- [DATA SHOWN]
==============================
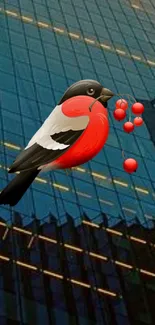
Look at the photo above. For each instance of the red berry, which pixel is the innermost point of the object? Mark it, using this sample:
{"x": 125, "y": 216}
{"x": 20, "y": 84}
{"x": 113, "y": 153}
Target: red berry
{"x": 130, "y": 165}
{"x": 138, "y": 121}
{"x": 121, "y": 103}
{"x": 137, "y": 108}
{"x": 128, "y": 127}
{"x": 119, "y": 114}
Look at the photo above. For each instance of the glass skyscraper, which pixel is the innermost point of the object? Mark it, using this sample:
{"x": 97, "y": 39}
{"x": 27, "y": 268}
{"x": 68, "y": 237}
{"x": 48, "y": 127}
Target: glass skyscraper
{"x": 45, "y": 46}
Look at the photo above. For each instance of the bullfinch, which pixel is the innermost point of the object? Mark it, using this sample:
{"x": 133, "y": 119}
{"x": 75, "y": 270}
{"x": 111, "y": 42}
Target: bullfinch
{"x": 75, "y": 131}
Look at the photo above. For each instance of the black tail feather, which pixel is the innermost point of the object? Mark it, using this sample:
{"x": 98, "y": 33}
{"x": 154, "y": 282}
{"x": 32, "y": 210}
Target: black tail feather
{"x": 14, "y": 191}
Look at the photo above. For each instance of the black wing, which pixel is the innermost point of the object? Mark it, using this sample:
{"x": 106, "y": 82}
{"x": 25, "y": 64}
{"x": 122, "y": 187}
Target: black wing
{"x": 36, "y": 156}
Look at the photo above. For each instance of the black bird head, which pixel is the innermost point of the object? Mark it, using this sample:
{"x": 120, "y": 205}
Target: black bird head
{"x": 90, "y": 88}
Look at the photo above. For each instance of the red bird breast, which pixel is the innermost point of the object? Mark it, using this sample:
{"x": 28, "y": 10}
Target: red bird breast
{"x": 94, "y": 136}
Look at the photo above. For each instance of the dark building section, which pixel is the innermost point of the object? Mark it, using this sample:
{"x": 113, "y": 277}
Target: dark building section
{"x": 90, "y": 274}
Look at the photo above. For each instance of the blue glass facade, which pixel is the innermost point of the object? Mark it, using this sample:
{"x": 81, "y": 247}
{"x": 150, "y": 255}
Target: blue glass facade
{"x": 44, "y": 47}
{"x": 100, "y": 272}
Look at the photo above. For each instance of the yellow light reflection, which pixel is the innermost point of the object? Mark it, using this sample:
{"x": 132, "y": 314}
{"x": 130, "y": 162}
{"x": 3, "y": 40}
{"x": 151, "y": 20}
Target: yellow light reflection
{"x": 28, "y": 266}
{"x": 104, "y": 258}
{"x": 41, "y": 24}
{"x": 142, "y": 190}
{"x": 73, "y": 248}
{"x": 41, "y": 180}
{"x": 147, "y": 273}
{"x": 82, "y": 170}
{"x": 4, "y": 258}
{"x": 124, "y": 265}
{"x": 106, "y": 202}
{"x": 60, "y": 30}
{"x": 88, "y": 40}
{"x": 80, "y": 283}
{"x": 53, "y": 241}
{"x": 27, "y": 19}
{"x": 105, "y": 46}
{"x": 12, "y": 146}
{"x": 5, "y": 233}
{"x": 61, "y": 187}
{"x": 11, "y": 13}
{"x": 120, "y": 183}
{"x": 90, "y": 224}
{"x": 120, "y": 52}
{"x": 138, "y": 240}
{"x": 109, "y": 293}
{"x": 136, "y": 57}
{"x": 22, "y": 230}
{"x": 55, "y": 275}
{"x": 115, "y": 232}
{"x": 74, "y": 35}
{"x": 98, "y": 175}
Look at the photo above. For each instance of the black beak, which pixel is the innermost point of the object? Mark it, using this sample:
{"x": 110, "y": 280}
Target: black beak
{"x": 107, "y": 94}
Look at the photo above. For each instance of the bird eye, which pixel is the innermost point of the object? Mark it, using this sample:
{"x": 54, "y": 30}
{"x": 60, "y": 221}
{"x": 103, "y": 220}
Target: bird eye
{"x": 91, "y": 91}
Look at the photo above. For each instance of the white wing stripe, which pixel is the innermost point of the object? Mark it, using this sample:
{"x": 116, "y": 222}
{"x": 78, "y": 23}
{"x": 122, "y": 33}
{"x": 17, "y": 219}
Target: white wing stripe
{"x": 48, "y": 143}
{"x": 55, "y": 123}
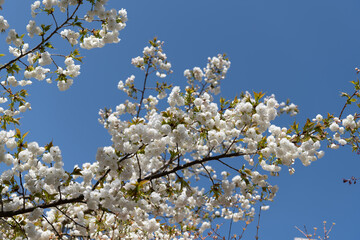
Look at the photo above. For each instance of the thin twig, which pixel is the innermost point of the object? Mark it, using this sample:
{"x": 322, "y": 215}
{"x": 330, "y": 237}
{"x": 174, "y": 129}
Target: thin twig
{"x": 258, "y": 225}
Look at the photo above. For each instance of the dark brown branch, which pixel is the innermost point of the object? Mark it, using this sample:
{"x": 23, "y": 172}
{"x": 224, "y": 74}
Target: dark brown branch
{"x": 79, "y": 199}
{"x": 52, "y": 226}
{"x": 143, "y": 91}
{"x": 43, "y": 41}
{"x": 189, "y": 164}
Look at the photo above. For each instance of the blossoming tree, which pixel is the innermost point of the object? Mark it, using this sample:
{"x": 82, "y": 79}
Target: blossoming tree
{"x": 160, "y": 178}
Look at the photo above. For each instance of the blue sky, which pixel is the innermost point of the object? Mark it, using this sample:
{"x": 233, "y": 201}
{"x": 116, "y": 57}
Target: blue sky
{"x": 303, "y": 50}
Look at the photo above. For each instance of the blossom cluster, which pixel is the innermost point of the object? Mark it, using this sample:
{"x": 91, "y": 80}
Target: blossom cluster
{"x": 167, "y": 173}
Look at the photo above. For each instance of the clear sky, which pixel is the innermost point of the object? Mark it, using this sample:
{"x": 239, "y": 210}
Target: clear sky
==============================
- [REQUEST]
Make an exact copy of the records shown above, without the pictures.

- [WRITTEN SOLUTION]
Look at the photo above. For each instance of the red berry, which pixel is the innermost point of the object? Mark it, using this sample:
{"x": 125, "y": 216}
{"x": 20, "y": 84}
{"x": 113, "y": 153}
Target: red berry
{"x": 130, "y": 165}
{"x": 138, "y": 121}
{"x": 121, "y": 103}
{"x": 137, "y": 108}
{"x": 128, "y": 127}
{"x": 119, "y": 114}
Look at the photo above. For each instance of the glass skyscraper, which pixel is the innermost point of the object? Mark it, using this sample:
{"x": 97, "y": 39}
{"x": 27, "y": 268}
{"x": 68, "y": 237}
{"x": 48, "y": 127}
Target: glass skyscraper
{"x": 45, "y": 46}
Look at the photo above. For each instance of the bullfinch, which pixel is the innermost point of the object? Mark it, using this sample:
{"x": 133, "y": 119}
{"x": 75, "y": 270}
{"x": 111, "y": 42}
Target: bullfinch
{"x": 75, "y": 131}
Look at the photo above. For each instance of the black tail feather, which pixel is the innermost point of the object? Mark it, using this sample:
{"x": 98, "y": 33}
{"x": 154, "y": 282}
{"x": 32, "y": 210}
Target: black tail feather
{"x": 14, "y": 191}
Look at the photo above. For each instance of the black wing, which pixel is the innermost point of the object? Mark it, using this sample:
{"x": 106, "y": 82}
{"x": 25, "y": 64}
{"x": 122, "y": 187}
Target: black wing
{"x": 36, "y": 156}
Look at the photo above. For each instance of the black bird head, which pixel is the innermost point of the object? Mark it, using this sample:
{"x": 120, "y": 205}
Target: black bird head
{"x": 90, "y": 88}
Look at the photo above. For each instance of the red bird breast, which pixel is the innermost point of the object? Mark it, using this sample:
{"x": 28, "y": 10}
Target: red bird breast
{"x": 94, "y": 136}
Look at the photo above. For each instance of the dark building section, which pixel is the innermost point of the object? Mark it, using this sample:
{"x": 113, "y": 277}
Target: dark building section
{"x": 90, "y": 274}
Look at the photo above. For each instance of the blue glass facade, which pixel is the innermost point of the object? Mark it, using this sample:
{"x": 81, "y": 247}
{"x": 150, "y": 255}
Target: blue glass facade
{"x": 44, "y": 47}
{"x": 100, "y": 272}
Look at the photo above. For each instance of the yellow light reflection, which pixel is the innermost point of the object? Mark it, using this sample:
{"x": 132, "y": 314}
{"x": 130, "y": 162}
{"x": 3, "y": 40}
{"x": 151, "y": 20}
Target: yellow light reflection
{"x": 28, "y": 266}
{"x": 104, "y": 258}
{"x": 41, "y": 24}
{"x": 142, "y": 190}
{"x": 73, "y": 248}
{"x": 41, "y": 180}
{"x": 147, "y": 273}
{"x": 82, "y": 170}
{"x": 4, "y": 258}
{"x": 124, "y": 265}
{"x": 106, "y": 202}
{"x": 60, "y": 30}
{"x": 88, "y": 40}
{"x": 80, "y": 283}
{"x": 53, "y": 241}
{"x": 27, "y": 19}
{"x": 105, "y": 46}
{"x": 12, "y": 146}
{"x": 5, "y": 233}
{"x": 61, "y": 187}
{"x": 11, "y": 13}
{"x": 120, "y": 183}
{"x": 90, "y": 224}
{"x": 120, "y": 52}
{"x": 138, "y": 240}
{"x": 109, "y": 293}
{"x": 136, "y": 57}
{"x": 22, "y": 230}
{"x": 55, "y": 275}
{"x": 115, "y": 232}
{"x": 74, "y": 35}
{"x": 98, "y": 175}
Look at the photo above. For each instance of the black beak, which pixel is the innermost point of the object? Mark it, using this sample:
{"x": 110, "y": 280}
Target: black beak
{"x": 107, "y": 94}
Look at the photo above. For each instance of the bird eye, which pixel is the innermost point of the object? Mark it, using this sample:
{"x": 54, "y": 30}
{"x": 60, "y": 221}
{"x": 103, "y": 220}
Target: bird eye
{"x": 91, "y": 91}
Look at the photo above. For each instance of the white wing stripe, which pixel is the innermost point of the object? Mark it, using this sample:
{"x": 116, "y": 222}
{"x": 78, "y": 23}
{"x": 122, "y": 33}
{"x": 17, "y": 219}
Target: white wing stripe
{"x": 48, "y": 143}
{"x": 55, "y": 123}
Look at the photo above. For each instance of the thin twig, which pixel is the innermost point of the object? Mark it, using this sample:
{"x": 322, "y": 215}
{"x": 330, "y": 237}
{"x": 174, "y": 129}
Target: thin twig
{"x": 258, "y": 225}
Look at the photo above. For each instance of the dark brown branch, which pixel is the innermost point of the object? Mark it, using this sample:
{"x": 23, "y": 172}
{"x": 224, "y": 74}
Target: dark brown branch
{"x": 79, "y": 199}
{"x": 52, "y": 226}
{"x": 143, "y": 91}
{"x": 43, "y": 41}
{"x": 189, "y": 164}
Look at the photo above. For each instance of the blossoming tree, which pixel is the innermost point of the object? Mark it, using this sample:
{"x": 82, "y": 79}
Target: blossoming tree
{"x": 160, "y": 178}
Look at the photo above. For each instance of the blue sky, which pixel is the innermost point of the object? Mark it, using this sample:
{"x": 233, "y": 201}
{"x": 116, "y": 57}
Target: blue sky
{"x": 303, "y": 50}
Look at the photo above. For each instance of the blossom cluster, which pixel is the innermost point of the object? Mark it, using this sample:
{"x": 91, "y": 80}
Target: blossom cluster
{"x": 167, "y": 173}
Look at the photo above. For each instance of the clear sky, which pixel is the innermost point of the object? Mark it, using this sample:
{"x": 239, "y": 210}
Target: clear sky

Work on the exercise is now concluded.